## EXERCISE REQUIREMENTS
Every line from the one holding "Query: street light pole" through the one holding "[ ] a keypoint on each instance of the thick tree" in the data below must be returned exactly, both ends included, with pictures left out and nothing else added.

══════════════════════════════

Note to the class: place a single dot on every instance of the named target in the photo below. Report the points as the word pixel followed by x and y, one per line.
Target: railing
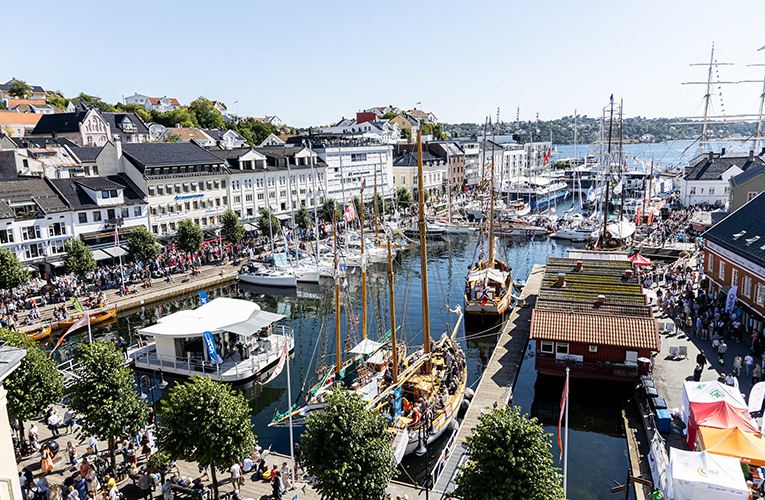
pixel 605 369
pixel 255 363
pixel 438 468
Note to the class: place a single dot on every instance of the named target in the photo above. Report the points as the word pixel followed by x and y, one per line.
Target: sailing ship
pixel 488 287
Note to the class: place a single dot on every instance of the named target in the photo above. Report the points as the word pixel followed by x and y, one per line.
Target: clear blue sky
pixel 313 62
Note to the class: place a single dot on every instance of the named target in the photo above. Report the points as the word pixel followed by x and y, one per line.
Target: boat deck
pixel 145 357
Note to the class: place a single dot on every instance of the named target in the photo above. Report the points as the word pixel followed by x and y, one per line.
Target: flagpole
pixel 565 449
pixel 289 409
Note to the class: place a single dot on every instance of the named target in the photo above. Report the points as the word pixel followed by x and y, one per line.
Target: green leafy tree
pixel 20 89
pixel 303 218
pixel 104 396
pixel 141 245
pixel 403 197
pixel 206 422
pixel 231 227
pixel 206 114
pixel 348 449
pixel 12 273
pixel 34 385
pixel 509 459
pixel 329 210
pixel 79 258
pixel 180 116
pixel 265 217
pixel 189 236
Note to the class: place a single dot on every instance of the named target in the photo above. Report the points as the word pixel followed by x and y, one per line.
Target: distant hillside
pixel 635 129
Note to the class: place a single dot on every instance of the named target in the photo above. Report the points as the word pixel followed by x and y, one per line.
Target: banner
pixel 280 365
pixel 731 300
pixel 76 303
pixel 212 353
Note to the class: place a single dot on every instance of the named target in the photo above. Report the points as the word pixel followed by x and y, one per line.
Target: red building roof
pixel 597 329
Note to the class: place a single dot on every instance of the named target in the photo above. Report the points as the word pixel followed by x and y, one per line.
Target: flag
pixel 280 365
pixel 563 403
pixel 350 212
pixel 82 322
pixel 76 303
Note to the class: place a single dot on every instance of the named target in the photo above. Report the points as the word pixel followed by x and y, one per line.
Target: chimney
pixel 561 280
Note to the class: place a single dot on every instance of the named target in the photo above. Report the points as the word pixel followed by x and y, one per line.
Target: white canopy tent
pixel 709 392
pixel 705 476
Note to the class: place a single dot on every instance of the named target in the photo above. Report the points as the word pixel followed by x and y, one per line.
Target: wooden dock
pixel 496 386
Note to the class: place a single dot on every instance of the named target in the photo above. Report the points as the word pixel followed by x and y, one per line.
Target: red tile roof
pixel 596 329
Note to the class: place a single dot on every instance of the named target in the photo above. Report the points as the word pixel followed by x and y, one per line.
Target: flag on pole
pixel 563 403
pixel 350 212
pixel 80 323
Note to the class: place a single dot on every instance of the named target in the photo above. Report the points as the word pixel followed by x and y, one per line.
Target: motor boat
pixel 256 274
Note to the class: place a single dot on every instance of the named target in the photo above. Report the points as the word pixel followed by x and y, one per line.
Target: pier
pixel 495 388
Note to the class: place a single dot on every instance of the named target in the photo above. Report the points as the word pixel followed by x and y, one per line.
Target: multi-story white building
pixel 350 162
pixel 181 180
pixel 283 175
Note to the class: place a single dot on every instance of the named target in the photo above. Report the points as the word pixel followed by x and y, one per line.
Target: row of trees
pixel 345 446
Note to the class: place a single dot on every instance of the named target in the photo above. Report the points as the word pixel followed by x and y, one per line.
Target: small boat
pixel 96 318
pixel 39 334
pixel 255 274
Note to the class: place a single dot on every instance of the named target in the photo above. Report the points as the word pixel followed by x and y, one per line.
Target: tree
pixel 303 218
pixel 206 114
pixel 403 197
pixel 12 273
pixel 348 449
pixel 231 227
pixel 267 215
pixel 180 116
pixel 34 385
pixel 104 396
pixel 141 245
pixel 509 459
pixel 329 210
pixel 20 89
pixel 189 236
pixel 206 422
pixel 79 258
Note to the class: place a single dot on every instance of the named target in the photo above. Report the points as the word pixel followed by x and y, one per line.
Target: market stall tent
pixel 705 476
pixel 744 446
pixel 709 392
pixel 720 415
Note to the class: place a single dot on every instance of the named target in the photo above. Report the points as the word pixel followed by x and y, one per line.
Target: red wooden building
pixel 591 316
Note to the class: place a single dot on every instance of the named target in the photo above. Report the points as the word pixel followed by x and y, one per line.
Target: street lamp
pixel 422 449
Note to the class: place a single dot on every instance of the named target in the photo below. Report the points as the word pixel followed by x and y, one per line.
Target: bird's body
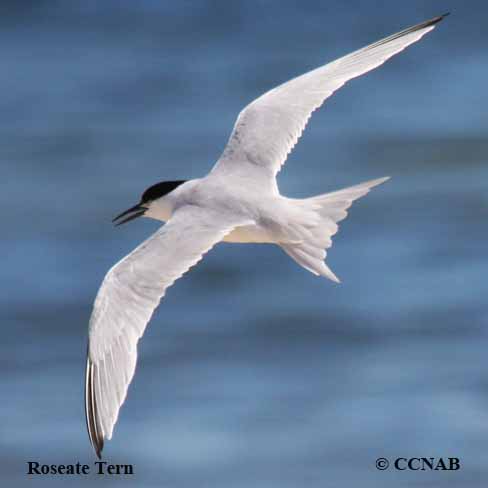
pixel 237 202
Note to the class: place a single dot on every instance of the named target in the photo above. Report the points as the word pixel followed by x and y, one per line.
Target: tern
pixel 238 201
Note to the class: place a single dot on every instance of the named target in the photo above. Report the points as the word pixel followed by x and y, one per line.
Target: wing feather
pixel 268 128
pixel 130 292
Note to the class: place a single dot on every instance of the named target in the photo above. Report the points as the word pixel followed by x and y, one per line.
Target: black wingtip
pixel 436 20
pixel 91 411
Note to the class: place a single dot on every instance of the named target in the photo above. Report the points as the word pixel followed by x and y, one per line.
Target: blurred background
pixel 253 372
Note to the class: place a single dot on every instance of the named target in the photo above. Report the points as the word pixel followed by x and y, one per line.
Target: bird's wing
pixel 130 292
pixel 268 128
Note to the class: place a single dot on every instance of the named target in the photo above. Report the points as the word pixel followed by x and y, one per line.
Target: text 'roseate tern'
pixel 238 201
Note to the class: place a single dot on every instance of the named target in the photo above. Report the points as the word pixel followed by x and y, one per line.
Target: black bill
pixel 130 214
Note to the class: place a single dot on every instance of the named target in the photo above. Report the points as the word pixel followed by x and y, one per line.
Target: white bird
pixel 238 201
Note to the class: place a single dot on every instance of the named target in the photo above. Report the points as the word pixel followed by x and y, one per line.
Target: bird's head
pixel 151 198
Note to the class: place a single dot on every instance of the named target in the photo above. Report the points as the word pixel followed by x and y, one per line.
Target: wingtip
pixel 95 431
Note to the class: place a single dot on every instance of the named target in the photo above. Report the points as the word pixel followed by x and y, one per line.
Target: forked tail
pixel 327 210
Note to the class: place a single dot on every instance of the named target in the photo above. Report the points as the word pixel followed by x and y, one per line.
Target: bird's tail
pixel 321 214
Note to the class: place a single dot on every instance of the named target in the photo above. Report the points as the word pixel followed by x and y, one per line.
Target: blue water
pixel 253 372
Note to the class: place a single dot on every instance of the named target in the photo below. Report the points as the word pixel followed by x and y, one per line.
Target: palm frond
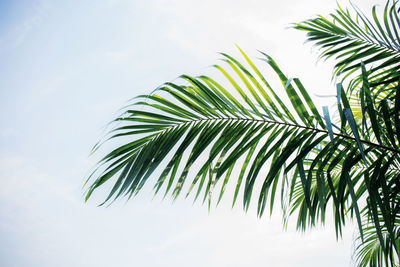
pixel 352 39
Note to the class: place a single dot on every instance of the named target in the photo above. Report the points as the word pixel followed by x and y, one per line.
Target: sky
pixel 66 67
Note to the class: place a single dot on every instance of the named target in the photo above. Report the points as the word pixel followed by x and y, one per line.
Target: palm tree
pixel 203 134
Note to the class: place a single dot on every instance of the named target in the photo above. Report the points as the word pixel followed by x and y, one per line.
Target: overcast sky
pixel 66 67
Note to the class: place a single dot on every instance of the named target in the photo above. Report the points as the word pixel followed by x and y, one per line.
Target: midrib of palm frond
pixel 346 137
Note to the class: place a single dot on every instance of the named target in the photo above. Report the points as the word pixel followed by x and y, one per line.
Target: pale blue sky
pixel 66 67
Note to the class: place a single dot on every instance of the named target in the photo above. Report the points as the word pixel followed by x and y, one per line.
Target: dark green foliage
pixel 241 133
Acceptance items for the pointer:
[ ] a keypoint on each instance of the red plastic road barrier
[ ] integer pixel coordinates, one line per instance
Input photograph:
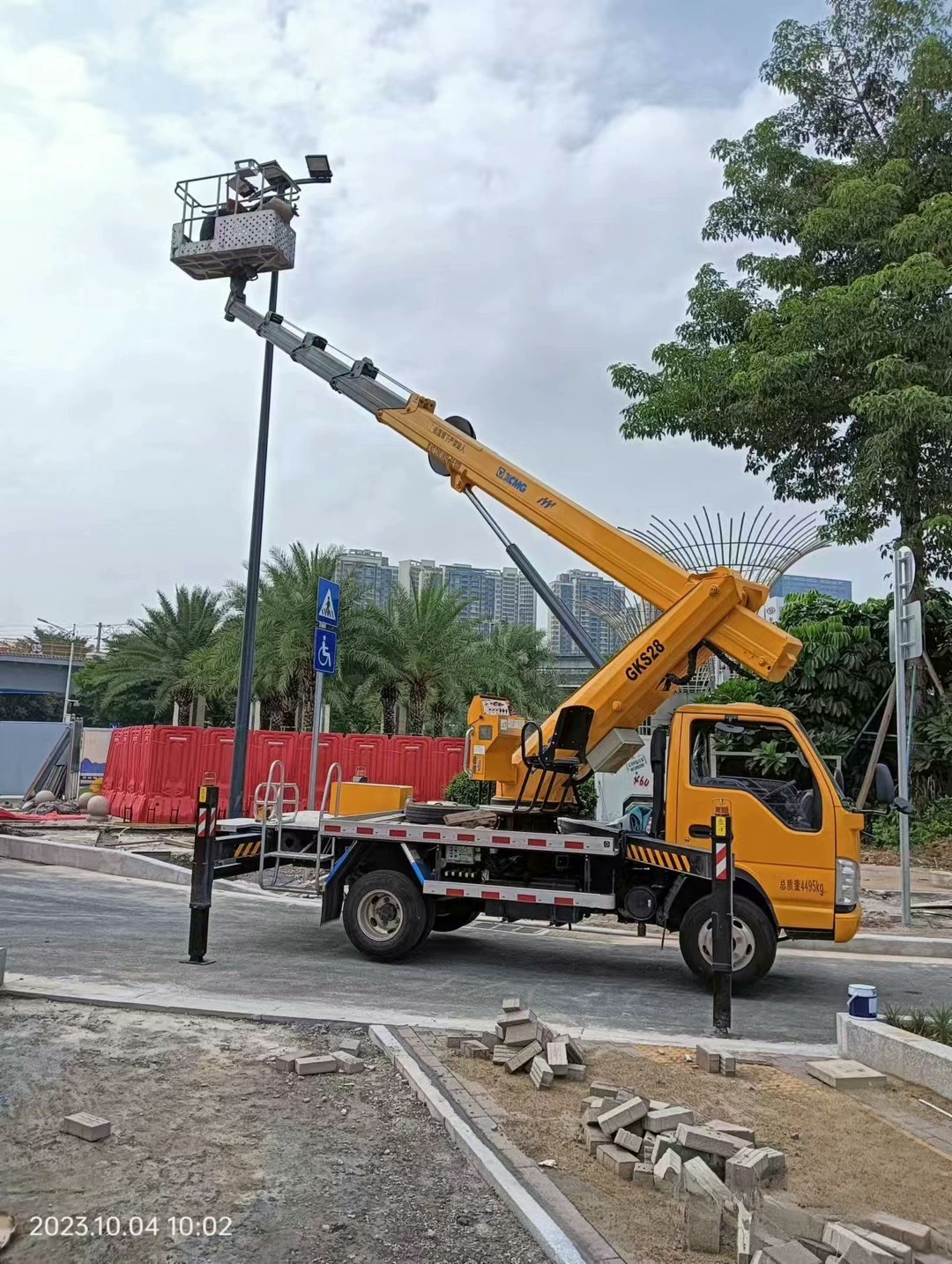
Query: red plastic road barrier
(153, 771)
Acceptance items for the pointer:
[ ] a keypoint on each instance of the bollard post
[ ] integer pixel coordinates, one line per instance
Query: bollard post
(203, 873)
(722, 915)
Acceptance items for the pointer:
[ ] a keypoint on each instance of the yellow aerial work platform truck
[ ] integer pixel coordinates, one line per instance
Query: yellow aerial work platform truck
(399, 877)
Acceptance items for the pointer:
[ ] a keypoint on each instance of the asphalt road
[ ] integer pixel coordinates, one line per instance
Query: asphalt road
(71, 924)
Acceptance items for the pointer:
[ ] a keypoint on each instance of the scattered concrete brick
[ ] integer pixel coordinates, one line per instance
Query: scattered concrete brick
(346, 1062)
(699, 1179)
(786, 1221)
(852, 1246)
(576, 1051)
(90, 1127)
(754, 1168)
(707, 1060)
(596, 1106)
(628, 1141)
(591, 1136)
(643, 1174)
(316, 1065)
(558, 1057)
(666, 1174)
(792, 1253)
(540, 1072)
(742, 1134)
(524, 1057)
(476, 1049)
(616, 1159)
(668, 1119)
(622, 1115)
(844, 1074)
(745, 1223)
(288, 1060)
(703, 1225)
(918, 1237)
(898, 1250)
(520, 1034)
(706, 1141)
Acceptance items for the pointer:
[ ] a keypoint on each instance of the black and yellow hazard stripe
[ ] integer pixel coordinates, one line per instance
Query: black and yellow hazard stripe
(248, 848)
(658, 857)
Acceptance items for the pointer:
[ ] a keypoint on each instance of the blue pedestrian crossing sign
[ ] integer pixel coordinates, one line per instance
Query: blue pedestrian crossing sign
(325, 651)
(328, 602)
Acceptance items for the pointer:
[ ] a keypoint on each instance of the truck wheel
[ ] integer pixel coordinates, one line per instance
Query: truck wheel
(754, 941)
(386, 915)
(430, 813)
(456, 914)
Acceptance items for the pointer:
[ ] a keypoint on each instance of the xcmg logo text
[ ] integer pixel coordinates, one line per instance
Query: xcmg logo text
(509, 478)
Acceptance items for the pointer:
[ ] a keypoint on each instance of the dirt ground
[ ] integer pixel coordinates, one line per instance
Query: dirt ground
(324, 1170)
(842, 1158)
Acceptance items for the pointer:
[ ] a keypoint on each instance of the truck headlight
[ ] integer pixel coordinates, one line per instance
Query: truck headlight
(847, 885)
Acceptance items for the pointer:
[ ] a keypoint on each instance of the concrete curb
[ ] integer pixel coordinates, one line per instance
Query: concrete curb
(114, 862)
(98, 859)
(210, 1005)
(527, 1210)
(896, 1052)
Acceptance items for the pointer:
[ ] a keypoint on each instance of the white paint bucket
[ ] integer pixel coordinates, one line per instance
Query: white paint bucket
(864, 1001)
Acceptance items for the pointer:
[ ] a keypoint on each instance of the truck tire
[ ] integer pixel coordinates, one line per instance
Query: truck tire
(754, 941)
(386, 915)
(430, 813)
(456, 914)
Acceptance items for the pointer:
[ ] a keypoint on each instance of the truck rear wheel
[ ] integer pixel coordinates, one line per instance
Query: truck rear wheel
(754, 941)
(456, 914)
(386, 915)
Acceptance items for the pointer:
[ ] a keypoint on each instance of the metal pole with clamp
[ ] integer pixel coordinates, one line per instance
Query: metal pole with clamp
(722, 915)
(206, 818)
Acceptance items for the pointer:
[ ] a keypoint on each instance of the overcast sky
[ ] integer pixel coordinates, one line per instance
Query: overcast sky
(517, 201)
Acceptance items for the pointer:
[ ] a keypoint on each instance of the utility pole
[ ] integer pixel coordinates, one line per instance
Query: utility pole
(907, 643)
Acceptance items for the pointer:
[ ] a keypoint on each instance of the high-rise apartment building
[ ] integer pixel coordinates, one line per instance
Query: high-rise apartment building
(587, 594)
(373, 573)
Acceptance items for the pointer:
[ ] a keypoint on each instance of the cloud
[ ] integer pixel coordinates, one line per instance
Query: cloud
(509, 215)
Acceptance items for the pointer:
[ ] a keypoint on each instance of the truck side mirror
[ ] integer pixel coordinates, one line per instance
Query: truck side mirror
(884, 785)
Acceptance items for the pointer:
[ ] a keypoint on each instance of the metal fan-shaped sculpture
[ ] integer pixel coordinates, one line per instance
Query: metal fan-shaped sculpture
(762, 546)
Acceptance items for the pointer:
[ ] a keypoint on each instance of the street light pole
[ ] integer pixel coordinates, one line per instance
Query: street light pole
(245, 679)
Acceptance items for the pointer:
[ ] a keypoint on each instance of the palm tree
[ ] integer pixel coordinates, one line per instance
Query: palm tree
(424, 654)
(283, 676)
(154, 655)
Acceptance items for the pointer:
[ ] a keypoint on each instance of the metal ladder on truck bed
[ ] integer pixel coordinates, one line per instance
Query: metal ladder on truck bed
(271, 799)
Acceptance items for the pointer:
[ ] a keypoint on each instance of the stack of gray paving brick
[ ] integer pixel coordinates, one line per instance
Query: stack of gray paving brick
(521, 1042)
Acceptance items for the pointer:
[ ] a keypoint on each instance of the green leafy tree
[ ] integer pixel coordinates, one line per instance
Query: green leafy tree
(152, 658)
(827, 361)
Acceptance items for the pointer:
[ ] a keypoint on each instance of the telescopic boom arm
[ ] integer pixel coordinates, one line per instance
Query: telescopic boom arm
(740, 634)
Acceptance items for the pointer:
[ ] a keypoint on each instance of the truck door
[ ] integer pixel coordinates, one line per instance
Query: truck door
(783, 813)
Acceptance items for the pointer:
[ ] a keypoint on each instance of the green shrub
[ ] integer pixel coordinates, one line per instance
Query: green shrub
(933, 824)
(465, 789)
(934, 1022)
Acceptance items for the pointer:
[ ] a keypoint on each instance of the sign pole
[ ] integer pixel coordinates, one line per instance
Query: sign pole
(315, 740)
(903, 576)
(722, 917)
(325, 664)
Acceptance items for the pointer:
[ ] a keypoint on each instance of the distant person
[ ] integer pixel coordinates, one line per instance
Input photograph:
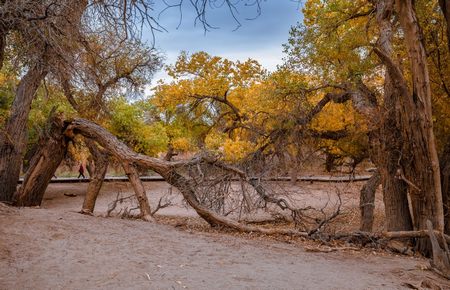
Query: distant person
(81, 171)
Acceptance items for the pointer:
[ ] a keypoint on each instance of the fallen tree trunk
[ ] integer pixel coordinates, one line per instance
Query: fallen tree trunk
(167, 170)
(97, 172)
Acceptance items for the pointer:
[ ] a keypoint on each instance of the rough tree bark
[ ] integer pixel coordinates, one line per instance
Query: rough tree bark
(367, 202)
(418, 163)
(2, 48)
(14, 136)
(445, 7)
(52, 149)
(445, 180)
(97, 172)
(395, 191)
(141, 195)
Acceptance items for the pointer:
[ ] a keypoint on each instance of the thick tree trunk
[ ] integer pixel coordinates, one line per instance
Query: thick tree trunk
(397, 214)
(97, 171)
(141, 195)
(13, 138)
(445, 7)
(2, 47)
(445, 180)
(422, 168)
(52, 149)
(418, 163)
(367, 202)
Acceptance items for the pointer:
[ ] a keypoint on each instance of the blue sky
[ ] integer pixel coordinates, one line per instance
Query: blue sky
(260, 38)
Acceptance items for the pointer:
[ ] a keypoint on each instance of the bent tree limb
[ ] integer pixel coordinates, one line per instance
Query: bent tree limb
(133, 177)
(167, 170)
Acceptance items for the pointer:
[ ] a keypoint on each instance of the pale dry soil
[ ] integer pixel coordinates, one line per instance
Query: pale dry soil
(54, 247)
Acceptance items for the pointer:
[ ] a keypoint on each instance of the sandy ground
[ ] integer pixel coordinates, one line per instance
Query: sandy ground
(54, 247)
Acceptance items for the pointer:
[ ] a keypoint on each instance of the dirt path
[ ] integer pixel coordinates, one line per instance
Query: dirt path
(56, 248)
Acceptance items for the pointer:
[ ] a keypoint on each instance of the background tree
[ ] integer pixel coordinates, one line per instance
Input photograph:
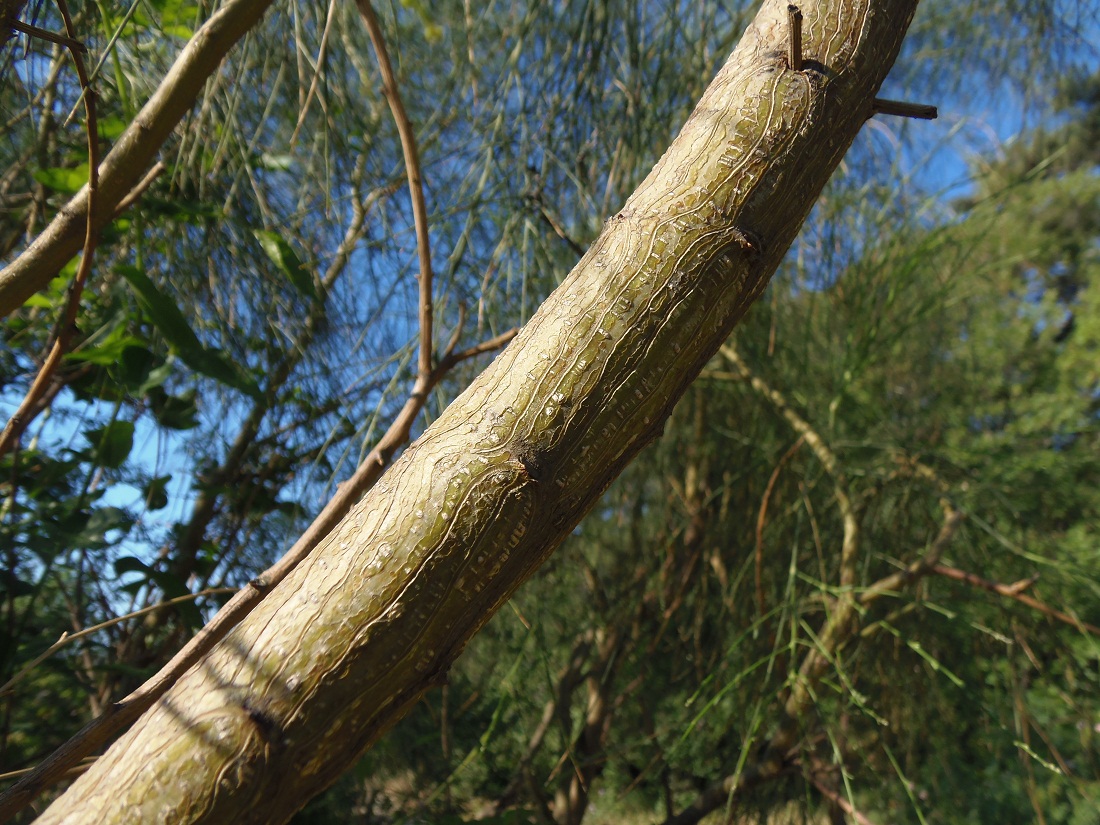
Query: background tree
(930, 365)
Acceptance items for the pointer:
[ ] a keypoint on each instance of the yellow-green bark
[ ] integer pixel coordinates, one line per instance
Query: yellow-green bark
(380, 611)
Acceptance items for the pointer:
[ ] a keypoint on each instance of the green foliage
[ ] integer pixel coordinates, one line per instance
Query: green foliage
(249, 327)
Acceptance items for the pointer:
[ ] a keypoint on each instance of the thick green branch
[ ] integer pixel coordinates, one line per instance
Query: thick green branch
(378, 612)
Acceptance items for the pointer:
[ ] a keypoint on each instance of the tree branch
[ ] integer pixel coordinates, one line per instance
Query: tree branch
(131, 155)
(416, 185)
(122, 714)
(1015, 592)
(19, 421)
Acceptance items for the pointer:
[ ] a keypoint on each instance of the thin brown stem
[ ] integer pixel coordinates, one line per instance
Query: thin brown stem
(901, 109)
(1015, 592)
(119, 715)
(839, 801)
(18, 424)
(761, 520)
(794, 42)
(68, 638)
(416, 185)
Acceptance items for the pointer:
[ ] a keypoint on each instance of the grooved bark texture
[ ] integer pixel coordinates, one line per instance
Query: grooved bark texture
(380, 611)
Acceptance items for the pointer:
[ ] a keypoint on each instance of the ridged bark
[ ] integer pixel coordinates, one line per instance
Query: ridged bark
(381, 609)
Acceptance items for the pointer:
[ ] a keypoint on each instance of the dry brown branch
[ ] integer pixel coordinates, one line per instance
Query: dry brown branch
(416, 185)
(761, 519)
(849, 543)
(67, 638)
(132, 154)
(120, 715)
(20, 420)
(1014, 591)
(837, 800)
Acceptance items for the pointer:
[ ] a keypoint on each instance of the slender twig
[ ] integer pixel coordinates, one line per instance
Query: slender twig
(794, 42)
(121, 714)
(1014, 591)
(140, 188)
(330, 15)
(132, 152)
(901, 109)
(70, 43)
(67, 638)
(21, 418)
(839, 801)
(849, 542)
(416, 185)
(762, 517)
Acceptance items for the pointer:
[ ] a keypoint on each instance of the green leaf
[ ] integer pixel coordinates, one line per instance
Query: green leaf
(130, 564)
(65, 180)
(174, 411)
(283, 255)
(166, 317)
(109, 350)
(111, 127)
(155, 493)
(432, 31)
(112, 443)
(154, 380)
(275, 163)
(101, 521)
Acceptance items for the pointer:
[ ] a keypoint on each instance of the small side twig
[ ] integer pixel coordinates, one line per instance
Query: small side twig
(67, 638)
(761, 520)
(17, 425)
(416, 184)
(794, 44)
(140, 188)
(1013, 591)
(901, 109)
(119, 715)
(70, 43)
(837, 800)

══════════════════════════════

## TASK RESPONSE
Query: street light pole
(245, 679)
Acceptance items for the pointer:
[ ] a keypoint on each instance of the palm tree
[ ] integer pixel coordinates, one line per instance
Query: palm tree
(424, 654)
(283, 676)
(154, 655)
Acceptance items for the pointer:
[ ] a keypoint on each instance of the metal ladder on truck bed
[ ] integer pixel coordinates, one line per instance
Query: metal ladder on truck bed
(271, 799)
Acceptance items for the pointer:
[ ] a keypoint on each instance of the stack of gray paving brick
[ ] integer pixel coordinates, one line per instance
Query: stack of gray paving brick
(521, 1042)
Acceptance items for the pointer:
[ ] a keypoint on each instance of the green leafy tree
[ ] integer pixel coordinates, one line per instance
Query: green leafy tree
(152, 658)
(827, 361)
Acceptance items for the pointer:
[ ] a keypoint on each instance of the telescopic boom arm
[ ] integer pixel coordinates, one line per instance
Query: telescopic boom arm
(740, 634)
Acceptance items for the pointer:
[ ] a keypoint on each instance of the truck door
[ ] integer pixel coordinates, one line per instance
Query: truck door
(783, 813)
Acceptance items for the pointer:
[ ] a keypoint on each instance of the green shrub
[ ] integer pixel coordinates, one line per instance
Query: green shrub
(933, 824)
(465, 789)
(934, 1022)
Acceptance items for the pointer:
[ ] a keypoint on each instance of the sign pole
[ ] integer pixel coordinates, one line per instance
Query: sign pole
(315, 740)
(903, 576)
(722, 917)
(325, 664)
Acceptance items for the pointer:
[ ] a keypoint on each instance of the distant person
[ ] integer pixel coordinates, one line per instance
Input photograph:
Query: distant person
(81, 171)
Acceptance items for the pointer:
[ ] a keypoint on each instance of the fallen tree trunk
[ ] integer pixel coordinates, one line per instance
Query: fallen tree trunk
(167, 170)
(97, 172)
Acceptance items for the pointer:
[ ] a keypoint on each instance of the rough tree bark
[ ] integer pixel coordinates, one line per instance
Query: rough tree bark
(367, 202)
(418, 163)
(2, 48)
(14, 136)
(445, 7)
(52, 149)
(445, 180)
(97, 172)
(395, 191)
(141, 195)
Acceptance items for the pointer:
[ ] a keypoint on each instance of the thick tree trunk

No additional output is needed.